PROBLEM SET:
**A)** Decide whether each statement agrees with the passage on China's science and technology policy: (i) China made progress in science and technology a national priority; (ii) under the ORE initiative, each university keeps its innovations within its own research centre; (iii) Xi Jin Ping gained experience at the municipal level. For each, answer yes or no and quote the words of the passage that settle it.
**B)** Repeat without any change the stretch of the passage on China's science and technology policy that begins at the words "Science and technology have" and stops after the words "and copyright jungle.".

TEXT UNDER STUDY:
####################

Science and technology have become central in the context of the digital revolution in the world, and China not only defined progress in this area a national priority, but also generated a collaborative environment based on heavy public funding as well as partnerships with the private sector. Initiatives like the ORE (Open Resources for Education) ensure that innovations in any university or research centre are circulated among the whole network, so that no one is reinventing the wheel, and all institutions work at the top of the innovation wave in a synergic environment of collaboration and free access. China did copy—like everyone else—but presently it is being copied. The collaborative open access approach in science and technology is certainly much more effective than our patent and copyright jungle.
Let me add that these efficient guide lines are based on a political decision-making process based on training and accumulation of experience at all levels. Chinese comment with amusement on how in the U.S. Trump was elected without any idea of how public administration works and essentially reduced the tax payment levels of the corporate world that supported his campaign and resorted to aggressive external policy declarations. Xi Jin Ping had ample experience at the municipal level, getting familiar with the daily challenges of simple families, and gradually rose to his present position as he got deeper understanding of the overall workings of public administration.

####################

Saved data entries:

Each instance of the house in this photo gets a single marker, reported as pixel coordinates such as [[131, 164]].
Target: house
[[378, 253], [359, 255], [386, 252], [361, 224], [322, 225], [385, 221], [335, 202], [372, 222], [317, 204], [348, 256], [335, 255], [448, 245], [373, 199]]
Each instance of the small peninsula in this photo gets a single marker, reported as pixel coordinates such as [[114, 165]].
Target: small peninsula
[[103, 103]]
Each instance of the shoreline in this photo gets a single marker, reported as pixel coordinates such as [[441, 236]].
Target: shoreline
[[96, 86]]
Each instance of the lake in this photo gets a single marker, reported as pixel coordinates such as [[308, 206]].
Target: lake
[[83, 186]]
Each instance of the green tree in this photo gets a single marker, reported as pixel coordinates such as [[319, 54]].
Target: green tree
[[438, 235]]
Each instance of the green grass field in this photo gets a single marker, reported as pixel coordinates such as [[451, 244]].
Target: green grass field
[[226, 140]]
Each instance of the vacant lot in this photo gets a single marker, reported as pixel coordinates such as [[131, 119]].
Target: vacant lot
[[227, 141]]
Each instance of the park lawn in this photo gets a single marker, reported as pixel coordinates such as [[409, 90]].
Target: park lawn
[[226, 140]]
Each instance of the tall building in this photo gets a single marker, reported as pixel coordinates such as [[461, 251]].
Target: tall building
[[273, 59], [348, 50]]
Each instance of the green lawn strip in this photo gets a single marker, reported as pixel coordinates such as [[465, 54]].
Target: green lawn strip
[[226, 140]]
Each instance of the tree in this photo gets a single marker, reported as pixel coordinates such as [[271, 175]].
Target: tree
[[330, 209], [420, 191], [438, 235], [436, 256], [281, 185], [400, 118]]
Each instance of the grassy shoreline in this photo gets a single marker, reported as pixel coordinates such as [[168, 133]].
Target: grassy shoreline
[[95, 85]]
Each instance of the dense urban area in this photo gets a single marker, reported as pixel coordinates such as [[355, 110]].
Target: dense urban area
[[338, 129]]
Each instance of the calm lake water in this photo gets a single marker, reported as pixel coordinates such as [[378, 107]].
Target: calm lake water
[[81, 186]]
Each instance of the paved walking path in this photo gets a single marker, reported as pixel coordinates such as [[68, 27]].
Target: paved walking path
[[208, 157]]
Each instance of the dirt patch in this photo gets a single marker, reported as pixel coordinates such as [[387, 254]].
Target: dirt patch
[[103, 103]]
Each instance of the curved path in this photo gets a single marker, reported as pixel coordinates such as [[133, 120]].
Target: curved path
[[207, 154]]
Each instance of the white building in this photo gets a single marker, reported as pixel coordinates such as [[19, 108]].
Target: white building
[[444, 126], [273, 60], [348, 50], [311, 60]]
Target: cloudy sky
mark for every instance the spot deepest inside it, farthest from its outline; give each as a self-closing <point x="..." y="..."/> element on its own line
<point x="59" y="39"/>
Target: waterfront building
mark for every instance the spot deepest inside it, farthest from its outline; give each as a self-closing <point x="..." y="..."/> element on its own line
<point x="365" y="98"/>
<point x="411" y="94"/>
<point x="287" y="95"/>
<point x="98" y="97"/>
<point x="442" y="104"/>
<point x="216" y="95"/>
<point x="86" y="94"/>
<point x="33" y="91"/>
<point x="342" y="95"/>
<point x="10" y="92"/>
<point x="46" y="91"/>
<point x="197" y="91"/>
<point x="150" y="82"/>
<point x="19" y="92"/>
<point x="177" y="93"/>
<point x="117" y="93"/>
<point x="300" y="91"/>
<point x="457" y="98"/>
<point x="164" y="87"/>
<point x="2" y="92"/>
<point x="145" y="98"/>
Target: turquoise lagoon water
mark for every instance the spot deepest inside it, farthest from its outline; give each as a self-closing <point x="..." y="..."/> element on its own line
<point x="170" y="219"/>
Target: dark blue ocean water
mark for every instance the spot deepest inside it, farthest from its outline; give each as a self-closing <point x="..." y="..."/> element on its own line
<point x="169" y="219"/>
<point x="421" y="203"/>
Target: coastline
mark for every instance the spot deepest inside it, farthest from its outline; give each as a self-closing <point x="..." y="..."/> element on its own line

####################

TASK SOLUTIONS:
**A)**
(i) Yes: "China not only defined progress in this area a national priority"
(ii) No: "innovations in any university or research centre are circulated among the whole network"
(iii) Yes: "Xi Jin Ping had ample experience at the municipal level"

**B)**
Science and technology have become central in the context of the digital revolution in the world, and China not only defined progress in this area a national priority, but also generated a collaborative environment based on heavy public funding as well as partnerships with the private sector. Initiatives like the ORE (Open Resources for Education) ensure that innovations in any university or research centre are circulated among the whole network, so that no one is reinventing the wheel, and all institutions work at the top of the innovation wave in a synergic environment of collaboration and free access. China did copy—like everyone else—but presently it is being copied. The collaborative open access approach in science and technology is certainly much more effective than our patent and copyright jungle.